### SET TASK
Show every line of the items below that contains the word "window", copying each line in full.

### RECORDS SUPPLIED
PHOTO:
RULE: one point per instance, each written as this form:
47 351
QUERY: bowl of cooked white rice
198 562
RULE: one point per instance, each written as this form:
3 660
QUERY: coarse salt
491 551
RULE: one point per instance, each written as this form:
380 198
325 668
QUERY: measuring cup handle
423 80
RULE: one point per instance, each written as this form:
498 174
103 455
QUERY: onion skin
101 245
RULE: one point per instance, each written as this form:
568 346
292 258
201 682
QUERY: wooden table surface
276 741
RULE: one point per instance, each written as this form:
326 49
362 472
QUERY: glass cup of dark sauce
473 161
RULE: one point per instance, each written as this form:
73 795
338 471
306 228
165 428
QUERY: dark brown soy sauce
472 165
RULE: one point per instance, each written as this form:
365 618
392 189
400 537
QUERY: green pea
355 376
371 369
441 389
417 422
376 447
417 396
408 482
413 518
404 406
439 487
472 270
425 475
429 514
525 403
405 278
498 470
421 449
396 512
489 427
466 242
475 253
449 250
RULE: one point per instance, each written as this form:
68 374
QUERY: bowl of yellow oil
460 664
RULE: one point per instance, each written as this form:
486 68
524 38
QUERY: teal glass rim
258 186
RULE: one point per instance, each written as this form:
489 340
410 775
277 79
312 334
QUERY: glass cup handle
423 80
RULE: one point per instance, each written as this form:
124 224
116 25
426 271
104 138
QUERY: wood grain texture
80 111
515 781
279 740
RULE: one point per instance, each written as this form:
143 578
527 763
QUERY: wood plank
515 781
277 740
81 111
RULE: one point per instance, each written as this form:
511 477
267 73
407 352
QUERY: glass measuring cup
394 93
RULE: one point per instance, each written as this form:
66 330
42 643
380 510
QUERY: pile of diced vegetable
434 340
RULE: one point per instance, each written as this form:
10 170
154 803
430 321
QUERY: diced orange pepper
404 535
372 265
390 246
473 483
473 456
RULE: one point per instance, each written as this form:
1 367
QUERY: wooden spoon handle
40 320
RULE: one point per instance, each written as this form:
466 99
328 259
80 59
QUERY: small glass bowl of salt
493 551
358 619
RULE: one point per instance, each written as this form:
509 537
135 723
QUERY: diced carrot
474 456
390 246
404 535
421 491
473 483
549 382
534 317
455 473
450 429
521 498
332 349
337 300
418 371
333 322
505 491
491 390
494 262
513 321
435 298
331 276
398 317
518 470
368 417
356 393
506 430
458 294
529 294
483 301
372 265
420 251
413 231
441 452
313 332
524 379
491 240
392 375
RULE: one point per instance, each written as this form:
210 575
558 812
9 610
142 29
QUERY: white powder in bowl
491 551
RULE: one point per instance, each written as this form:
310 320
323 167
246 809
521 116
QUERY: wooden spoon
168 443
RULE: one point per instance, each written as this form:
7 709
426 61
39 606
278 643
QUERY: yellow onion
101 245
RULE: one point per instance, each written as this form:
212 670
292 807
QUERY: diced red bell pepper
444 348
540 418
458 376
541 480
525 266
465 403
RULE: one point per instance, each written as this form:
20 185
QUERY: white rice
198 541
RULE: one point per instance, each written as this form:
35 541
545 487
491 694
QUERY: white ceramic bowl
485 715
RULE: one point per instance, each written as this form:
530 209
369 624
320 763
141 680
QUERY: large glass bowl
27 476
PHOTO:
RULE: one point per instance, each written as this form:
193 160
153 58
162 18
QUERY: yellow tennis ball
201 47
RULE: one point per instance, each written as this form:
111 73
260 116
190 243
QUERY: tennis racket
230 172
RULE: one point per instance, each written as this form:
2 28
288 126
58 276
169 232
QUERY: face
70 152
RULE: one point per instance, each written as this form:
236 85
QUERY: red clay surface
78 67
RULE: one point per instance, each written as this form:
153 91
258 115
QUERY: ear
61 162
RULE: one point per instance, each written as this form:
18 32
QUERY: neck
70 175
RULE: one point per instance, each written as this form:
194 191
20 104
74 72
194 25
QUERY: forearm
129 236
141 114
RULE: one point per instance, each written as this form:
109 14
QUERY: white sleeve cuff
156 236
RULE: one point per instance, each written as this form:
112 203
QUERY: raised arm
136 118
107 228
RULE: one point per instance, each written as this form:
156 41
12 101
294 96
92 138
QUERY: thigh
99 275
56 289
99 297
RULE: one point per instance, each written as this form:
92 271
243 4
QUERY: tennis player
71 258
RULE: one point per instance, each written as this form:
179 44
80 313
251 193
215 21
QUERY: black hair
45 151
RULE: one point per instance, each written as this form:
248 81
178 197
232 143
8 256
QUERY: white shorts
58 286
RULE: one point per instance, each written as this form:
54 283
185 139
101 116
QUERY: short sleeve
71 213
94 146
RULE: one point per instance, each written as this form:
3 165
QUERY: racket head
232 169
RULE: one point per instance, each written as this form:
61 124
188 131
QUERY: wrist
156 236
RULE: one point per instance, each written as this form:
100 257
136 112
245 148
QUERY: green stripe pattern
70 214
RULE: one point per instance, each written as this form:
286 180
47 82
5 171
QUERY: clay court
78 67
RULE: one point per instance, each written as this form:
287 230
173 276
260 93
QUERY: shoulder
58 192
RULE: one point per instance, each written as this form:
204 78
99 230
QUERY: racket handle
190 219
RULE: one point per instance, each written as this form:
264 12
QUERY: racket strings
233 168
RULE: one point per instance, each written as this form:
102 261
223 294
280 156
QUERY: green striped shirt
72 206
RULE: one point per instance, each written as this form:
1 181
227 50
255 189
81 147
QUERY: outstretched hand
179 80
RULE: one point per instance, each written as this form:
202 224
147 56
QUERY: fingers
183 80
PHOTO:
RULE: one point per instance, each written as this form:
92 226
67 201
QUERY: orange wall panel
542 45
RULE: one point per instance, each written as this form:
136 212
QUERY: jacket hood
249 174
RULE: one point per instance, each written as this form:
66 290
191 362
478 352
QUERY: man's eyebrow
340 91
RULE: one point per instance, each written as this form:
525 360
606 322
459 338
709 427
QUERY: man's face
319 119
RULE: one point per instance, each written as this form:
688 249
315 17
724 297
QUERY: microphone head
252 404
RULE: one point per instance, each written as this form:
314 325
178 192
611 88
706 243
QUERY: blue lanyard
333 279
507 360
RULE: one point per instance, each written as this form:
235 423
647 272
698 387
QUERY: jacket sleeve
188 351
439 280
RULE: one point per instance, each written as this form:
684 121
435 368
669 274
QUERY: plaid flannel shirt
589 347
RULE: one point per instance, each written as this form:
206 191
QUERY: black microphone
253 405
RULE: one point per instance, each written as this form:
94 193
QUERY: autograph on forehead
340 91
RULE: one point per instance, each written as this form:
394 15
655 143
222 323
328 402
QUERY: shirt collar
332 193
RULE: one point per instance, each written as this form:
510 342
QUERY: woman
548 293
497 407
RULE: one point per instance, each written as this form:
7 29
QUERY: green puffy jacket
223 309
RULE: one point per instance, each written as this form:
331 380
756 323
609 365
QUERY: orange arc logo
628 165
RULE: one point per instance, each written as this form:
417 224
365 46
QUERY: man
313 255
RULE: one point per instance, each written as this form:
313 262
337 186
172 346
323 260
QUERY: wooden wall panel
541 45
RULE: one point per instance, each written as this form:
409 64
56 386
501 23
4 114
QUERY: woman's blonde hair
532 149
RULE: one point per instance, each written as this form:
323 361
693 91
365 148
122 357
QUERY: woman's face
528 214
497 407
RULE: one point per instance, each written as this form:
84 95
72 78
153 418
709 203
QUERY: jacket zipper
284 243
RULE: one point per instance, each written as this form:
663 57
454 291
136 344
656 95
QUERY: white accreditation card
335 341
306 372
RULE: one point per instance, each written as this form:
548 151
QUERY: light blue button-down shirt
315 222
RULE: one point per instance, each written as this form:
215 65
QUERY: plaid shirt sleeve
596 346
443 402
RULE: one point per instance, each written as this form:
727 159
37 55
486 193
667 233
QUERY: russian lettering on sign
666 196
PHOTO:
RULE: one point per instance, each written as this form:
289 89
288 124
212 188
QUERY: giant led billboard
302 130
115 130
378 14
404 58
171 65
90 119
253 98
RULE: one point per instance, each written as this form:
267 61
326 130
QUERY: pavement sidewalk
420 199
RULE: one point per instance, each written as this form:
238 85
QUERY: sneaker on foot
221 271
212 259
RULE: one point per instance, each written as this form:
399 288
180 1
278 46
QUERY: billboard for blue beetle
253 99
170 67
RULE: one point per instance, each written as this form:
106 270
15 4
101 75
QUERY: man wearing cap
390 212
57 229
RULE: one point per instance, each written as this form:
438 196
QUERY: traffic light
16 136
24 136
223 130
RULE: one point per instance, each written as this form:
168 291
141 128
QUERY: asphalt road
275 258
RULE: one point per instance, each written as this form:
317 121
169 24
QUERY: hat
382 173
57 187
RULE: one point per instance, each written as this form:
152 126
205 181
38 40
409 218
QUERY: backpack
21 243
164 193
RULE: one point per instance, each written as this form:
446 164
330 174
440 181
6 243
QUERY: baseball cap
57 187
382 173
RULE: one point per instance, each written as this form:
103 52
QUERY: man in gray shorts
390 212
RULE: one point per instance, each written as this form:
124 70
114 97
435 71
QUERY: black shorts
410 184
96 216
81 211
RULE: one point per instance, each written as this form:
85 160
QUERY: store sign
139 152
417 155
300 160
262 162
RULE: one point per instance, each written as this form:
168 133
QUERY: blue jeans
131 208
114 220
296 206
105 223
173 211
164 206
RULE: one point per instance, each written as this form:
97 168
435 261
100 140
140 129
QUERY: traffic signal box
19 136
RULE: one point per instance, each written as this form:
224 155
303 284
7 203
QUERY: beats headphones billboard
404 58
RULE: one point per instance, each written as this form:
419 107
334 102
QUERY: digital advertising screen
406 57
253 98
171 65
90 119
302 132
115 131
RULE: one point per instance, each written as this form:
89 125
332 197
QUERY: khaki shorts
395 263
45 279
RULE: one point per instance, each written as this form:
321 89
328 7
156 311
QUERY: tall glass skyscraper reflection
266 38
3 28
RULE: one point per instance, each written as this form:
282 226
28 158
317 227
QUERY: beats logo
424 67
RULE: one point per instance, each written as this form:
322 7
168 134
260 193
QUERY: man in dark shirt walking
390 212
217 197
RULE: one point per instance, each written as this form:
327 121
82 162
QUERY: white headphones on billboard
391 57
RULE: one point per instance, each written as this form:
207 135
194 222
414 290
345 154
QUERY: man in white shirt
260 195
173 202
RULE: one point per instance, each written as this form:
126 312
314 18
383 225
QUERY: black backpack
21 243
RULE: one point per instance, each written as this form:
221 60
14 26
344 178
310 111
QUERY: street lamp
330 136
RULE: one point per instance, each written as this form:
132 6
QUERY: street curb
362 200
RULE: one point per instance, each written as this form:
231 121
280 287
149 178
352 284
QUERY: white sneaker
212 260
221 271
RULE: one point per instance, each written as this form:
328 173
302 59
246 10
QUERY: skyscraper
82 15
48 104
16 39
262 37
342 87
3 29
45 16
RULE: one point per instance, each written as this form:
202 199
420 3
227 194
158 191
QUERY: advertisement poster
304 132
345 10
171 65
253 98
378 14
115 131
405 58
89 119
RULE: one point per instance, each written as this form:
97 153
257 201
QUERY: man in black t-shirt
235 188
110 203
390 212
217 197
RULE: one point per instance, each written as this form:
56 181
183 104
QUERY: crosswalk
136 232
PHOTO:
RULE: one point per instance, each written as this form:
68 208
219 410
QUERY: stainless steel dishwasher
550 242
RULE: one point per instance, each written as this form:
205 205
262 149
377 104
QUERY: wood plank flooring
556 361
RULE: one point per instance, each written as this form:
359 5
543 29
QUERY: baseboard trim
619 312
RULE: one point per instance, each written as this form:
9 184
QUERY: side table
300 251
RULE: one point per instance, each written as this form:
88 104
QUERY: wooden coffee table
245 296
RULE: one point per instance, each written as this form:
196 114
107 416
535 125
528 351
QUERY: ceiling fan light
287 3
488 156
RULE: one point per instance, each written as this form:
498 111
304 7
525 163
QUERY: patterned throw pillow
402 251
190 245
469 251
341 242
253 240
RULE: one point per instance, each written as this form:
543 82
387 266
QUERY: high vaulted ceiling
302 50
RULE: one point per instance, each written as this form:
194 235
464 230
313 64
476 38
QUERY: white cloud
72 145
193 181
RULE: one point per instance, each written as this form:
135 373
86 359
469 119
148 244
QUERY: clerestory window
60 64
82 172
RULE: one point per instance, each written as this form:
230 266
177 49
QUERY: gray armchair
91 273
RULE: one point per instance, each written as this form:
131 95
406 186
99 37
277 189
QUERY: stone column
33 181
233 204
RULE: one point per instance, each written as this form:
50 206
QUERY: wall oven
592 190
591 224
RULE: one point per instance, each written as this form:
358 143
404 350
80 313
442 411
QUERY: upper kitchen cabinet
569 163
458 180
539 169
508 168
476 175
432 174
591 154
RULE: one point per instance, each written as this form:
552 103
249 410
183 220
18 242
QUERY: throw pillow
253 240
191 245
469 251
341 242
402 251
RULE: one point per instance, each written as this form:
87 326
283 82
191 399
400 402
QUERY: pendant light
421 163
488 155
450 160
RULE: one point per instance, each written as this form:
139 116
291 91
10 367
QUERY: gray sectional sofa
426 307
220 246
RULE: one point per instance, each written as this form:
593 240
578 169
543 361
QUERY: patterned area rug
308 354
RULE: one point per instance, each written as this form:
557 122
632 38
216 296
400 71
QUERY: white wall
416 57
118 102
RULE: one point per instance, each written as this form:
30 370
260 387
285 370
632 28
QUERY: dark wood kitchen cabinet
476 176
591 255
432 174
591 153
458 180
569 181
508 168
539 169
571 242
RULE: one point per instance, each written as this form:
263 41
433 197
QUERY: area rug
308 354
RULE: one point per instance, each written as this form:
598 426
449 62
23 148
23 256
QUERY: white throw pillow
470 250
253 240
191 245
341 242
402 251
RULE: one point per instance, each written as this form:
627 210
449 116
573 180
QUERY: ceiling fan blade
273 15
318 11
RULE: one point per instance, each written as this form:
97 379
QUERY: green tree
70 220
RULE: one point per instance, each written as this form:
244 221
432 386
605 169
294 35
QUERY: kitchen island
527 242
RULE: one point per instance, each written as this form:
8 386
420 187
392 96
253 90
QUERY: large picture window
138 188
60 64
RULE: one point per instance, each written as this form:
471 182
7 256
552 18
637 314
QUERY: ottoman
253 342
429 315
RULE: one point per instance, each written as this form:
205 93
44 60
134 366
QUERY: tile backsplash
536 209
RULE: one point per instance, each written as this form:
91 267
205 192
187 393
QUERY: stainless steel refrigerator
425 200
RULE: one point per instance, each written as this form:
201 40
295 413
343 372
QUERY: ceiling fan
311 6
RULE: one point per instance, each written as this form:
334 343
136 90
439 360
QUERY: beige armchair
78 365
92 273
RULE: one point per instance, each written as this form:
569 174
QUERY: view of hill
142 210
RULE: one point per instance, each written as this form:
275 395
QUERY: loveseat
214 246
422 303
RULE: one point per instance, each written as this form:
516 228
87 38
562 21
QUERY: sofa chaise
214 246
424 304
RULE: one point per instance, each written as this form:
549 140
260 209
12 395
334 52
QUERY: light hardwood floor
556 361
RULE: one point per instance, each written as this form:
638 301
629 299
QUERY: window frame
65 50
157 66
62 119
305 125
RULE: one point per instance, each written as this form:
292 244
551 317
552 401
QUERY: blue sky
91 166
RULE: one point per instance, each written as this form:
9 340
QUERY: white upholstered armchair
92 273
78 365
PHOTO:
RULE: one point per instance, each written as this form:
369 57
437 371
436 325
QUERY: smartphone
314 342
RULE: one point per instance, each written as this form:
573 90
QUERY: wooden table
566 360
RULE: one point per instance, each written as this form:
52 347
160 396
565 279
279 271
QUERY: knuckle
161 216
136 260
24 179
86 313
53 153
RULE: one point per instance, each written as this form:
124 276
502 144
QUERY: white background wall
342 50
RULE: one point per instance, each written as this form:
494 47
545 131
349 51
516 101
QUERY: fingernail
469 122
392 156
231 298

### FINISHED ANSWER
QUERY: clerestory window
QUERY: large picture window
QUERY: window frame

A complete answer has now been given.